Given exercise →
Turn the records below into a numbered list, one line per item, with blank lines left out. Include every record.

Data supplied →
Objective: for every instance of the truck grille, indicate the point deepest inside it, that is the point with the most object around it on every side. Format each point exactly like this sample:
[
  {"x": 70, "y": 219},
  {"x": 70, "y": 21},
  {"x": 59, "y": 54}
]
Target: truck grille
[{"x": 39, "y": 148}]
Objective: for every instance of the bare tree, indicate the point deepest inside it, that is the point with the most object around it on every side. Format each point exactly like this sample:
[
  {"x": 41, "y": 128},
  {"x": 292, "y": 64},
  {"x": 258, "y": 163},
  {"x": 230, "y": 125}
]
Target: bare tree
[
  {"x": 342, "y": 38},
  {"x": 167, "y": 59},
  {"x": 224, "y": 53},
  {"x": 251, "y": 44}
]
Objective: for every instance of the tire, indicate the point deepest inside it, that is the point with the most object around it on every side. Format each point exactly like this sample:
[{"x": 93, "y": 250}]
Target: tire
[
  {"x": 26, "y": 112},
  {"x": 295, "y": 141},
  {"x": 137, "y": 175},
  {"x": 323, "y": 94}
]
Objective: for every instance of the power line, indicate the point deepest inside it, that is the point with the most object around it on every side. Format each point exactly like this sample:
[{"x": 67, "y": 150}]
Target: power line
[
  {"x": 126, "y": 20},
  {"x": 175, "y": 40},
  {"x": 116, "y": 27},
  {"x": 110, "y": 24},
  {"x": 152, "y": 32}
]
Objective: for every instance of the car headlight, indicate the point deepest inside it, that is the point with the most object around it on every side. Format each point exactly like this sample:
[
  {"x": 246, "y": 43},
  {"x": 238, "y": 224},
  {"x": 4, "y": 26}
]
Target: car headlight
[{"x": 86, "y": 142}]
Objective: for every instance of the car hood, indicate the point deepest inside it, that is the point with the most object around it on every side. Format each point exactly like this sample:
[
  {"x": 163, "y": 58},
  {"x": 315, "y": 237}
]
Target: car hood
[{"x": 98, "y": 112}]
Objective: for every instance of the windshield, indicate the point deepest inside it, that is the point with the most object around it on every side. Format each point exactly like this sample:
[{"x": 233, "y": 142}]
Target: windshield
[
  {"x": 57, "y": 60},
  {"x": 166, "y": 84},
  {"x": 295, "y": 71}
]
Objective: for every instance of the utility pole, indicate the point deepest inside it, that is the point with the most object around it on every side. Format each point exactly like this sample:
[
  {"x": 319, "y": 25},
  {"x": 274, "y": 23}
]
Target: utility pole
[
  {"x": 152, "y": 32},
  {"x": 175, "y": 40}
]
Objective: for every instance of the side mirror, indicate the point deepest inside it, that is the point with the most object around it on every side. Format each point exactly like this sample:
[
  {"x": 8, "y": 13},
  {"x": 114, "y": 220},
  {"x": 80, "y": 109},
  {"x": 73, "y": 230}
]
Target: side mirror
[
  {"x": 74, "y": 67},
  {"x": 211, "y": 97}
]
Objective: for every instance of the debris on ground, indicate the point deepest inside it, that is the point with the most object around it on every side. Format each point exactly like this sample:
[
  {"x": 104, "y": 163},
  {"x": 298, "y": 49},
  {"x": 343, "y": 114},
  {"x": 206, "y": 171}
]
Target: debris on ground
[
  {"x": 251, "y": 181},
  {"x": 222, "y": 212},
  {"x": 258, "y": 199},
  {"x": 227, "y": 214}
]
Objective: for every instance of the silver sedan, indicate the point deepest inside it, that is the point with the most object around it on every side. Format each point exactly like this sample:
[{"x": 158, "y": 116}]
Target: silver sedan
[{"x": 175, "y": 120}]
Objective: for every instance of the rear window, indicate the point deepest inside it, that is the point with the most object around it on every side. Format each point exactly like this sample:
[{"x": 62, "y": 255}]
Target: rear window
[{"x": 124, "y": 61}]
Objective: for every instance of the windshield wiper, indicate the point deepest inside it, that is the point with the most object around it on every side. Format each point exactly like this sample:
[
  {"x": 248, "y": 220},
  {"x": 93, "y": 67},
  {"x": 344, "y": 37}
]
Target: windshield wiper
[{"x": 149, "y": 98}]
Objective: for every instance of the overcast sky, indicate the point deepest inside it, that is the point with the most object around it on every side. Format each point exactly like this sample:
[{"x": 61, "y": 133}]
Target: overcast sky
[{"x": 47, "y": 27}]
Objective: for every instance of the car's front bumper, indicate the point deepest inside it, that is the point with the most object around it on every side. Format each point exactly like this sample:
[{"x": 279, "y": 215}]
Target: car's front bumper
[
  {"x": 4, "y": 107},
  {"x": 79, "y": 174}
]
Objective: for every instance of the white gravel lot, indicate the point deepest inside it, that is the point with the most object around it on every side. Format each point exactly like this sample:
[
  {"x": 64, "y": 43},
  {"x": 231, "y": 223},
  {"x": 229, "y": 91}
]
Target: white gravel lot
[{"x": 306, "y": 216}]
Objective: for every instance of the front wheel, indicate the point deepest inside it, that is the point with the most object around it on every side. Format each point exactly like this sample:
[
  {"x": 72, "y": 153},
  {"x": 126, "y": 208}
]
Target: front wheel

Response below →
1. Objective: for every instance of the truck grille, indicate the point deepest inside it, that is the point with the most object around it on every side. Format each point exactly like this sample:
2. [
3.   {"x": 70, "y": 219},
4.   {"x": 70, "y": 21},
5.   {"x": 59, "y": 54}
6. ]
7. Target: truck grille
8. [{"x": 39, "y": 148}]
9. Objective: for every instance of the bare tree, indicate the point deepest inside it, that is the point with the most object around it on every side. Format each point exactly like this sample:
10. [
11.   {"x": 41, "y": 128},
12.   {"x": 292, "y": 64},
13.   {"x": 258, "y": 163},
14.   {"x": 230, "y": 125}
15. ]
16. Target: bare tree
17. [
18.   {"x": 342, "y": 38},
19.   {"x": 167, "y": 59},
20.   {"x": 224, "y": 53},
21.   {"x": 251, "y": 44}
22. ]
23. Objective: for every instance of the tire, indicate the point deepest inside it, that is the point with the most object around it on every side. Format each point exactly like this sample:
24. [{"x": 93, "y": 250}]
25. Target: tire
26. [
27.   {"x": 26, "y": 112},
28.   {"x": 295, "y": 141},
29.   {"x": 137, "y": 175},
30.   {"x": 323, "y": 94}
31. ]
32. Objective: for every instance of the power line, indicate the point deepest inside it, that is the point with the most object around it on every side. Format each point exactly like this sample:
33. [{"x": 67, "y": 150}]
34. Target: power line
35. [
36.   {"x": 126, "y": 20},
37.   {"x": 175, "y": 40},
38.   {"x": 116, "y": 27},
39.   {"x": 110, "y": 24},
40.   {"x": 152, "y": 32}
41. ]
42. Objective: for every instance of the car headlight, indicate the point deepest inside it, that is the point with the most object around it on every side. Format each point exactly like this sample:
43. [
44.   {"x": 246, "y": 43},
45.   {"x": 238, "y": 224},
46.   {"x": 4, "y": 26}
47. ]
48. Target: car headlight
49. [{"x": 86, "y": 142}]
50. Objective: for every instance of the car hood, indicate the point deepest inside it, that is the point with the most object around it on every side. Format each point exactly like this sample:
51. [
52.   {"x": 163, "y": 58},
53.   {"x": 315, "y": 237}
54. ]
55. Target: car hood
56. [{"x": 98, "y": 112}]
57. Objective: for every instance of the windshield, indicate the point deepest inside it, that is the point with the most object around it on every side. Format each point exactly like this sample:
58. [{"x": 233, "y": 142}]
59. Target: windshield
60. [
61.   {"x": 57, "y": 60},
62.   {"x": 166, "y": 84},
63.   {"x": 295, "y": 71}
64. ]
65. Objective: for every instance of the utility pole, indicate the point deepest inside it, that is the point with the most object around it on every side. Format each point exactly like this sample:
66. [
67.   {"x": 319, "y": 25},
68.   {"x": 274, "y": 23}
69. ]
70. Target: utility pole
71. [
72.   {"x": 152, "y": 32},
73.   {"x": 175, "y": 40}
74. ]
75. Objective: for every instance of the side mirror, indicate the point deepest inside it, that is the point with the most object around it on every side. Format each point exactly like this sample:
76. [
77.   {"x": 8, "y": 13},
78.   {"x": 114, "y": 220},
79.   {"x": 80, "y": 109},
80.   {"x": 73, "y": 230}
81. ]
82. Target: side mirror
83. [
84.   {"x": 74, "y": 67},
85.   {"x": 211, "y": 97}
86. ]
87. Objective: for every instance of the debris on ground, indicate the point deepest inside it, that is the point with the most object around it on every side. Format each point exactly like this sample:
88. [
89.   {"x": 104, "y": 163},
90.   {"x": 298, "y": 49},
91.   {"x": 343, "y": 114},
92.   {"x": 206, "y": 171}
93. ]
94. Target: debris on ground
95. [
96.   {"x": 251, "y": 181},
97.   {"x": 222, "y": 212},
98.   {"x": 258, "y": 199},
99.   {"x": 227, "y": 214}
100. ]
101. Objective: for every instance of the silver sedan, indicate the point deepest inside it, that is the point with the most object around it on every side. Format each point exactly like this sample:
102. [{"x": 158, "y": 116}]
103. Target: silver sedan
104. [{"x": 175, "y": 120}]
105. Objective: for every instance of the rear window, indicate the point deepest inside it, that is the point with the most object around it on every side. Format each point exactly like this sample:
106. [{"x": 62, "y": 255}]
107. Target: rear window
108. [{"x": 124, "y": 61}]
109. Objective: for every instance of the windshield wiper, indicate the point deepest inside it, that is the point with the most object around it on every side. Format each point exactly like this sample:
110. [
111.   {"x": 248, "y": 220},
112.   {"x": 93, "y": 67},
113.   {"x": 344, "y": 37}
114. ]
115. Target: windshield wiper
116. [{"x": 149, "y": 98}]
117. Objective: for every instance of the overcast sky, indicate the point deepest inside it, that is the point with the most object around it on every side. Format each point exactly like this sample:
118. [{"x": 61, "y": 133}]
119. Target: overcast sky
120. [{"x": 47, "y": 27}]
121. Objective: for every instance of the car's front bumper, indicate the point deepest inside it, that is the point with the most object around it on every side. Format each point exactly like this sample:
122. [{"x": 279, "y": 215}]
123. Target: car's front bumper
124. [
125.   {"x": 4, "y": 107},
126.   {"x": 79, "y": 174}
127. ]
128. Objective: for every instance of the white gravel lot, indicate the point deepest inside it, that is the point with the most object around it on every side. Format each point exactly like this sample:
129. [
130.   {"x": 64, "y": 43},
131.   {"x": 231, "y": 223},
132.   {"x": 229, "y": 91}
133. ]
134. Target: white gravel lot
135. [{"x": 306, "y": 216}]
136. Objective: for every instance of the front wheel, indicate the point deepest inside it, that is the point with the most object around it on every side. Format each point exactly like this sample:
137. [
138.   {"x": 72, "y": 153},
139.   {"x": 126, "y": 208}
140. ]
141. Target: front wheel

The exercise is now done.